#### [Assigned task A]
In the report on the Highway 401 asphalt spill, how many tonnes of liquid did the tractor-trailer spill?
#### [Assigned task B]
Resume the report on the Highway 401 asphalt spill after its final sentence and carry it on.
BEGIN Text
Part of Highway 401 remained closed Monday evening as crews worked to get slick asphalt off the road after a tractor-trailer crashed, spilling 36 tonnes of liquid onto the main Toronto artery.

Police said they hoped the roadway's westbound collector lanes just west of Keele Street would be re-opened by midnight -- much later than their original estimate.

The accident also sent the truck's driver to hospital with severe burns to most of his body.

OPP Sgt. Cam Woolley said the driver is in very serious condition after the liquid asphalt, at about 175 degrees, spilled out of the rig around 5:30 a.m., covering the highway and the trucker.

"When the truck went over, the front of the tank exploded, knocking the cab off and filling the cab with in hot liquid asphalt," Woolley said.

Woolley said some witnesses, who tried to pull the victim out of his rig, were covered in tar -- one man spoke to CTV's John Musselman in his socks because his shoes had melted.

"The driver was trapped ... thankfully another motorist stopped and stepped into the burning asphalt," Woolley said.
END Text
BEGIN Supplied information
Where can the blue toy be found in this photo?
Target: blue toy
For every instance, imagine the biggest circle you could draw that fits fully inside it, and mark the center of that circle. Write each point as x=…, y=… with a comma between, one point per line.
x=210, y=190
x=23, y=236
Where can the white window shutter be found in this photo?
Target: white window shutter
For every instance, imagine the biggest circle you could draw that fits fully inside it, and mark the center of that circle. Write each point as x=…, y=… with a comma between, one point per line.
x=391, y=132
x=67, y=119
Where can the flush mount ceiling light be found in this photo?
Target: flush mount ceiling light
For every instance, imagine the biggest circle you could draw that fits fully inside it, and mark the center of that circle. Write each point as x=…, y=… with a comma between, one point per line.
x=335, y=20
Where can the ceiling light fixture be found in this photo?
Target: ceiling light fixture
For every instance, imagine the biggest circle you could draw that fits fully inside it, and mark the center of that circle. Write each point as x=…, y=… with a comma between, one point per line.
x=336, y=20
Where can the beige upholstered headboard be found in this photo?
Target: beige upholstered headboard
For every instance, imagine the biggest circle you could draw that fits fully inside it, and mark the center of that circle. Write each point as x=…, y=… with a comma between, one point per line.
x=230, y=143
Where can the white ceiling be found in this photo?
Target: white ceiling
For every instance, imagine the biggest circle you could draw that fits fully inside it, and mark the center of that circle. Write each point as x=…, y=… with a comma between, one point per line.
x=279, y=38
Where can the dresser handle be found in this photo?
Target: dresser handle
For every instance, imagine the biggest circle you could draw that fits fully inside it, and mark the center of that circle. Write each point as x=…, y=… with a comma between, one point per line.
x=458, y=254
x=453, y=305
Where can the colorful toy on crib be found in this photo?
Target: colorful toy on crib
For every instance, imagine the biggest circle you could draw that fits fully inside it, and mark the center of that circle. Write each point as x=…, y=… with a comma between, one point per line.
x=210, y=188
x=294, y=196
END Supplied information
#### [Answer section A]
36 tonnes

#### [Answer section B]
"(He) held the driver's head up out of there, allowing him to breathe."

The fire department had to cut the roof off of the truck's cab to get to the driver, who was glued into his seat, and an air ambulance landed on the highway and transported the driver to Sunnybrook Health Sciences Centre.

The accident occurred in the same spot where a tractor-trailer flipped last week. Woolley said the stretch of the 401 where both incidents happened is known as an exceptionally dangerous leg of North America's most-used highway.

"This is the area we call 'the Hot Zone', from Keele Street to Highway 400," Woolley said.

"If (drivers) go too fast it's very unforgiving here -- especially with trucks."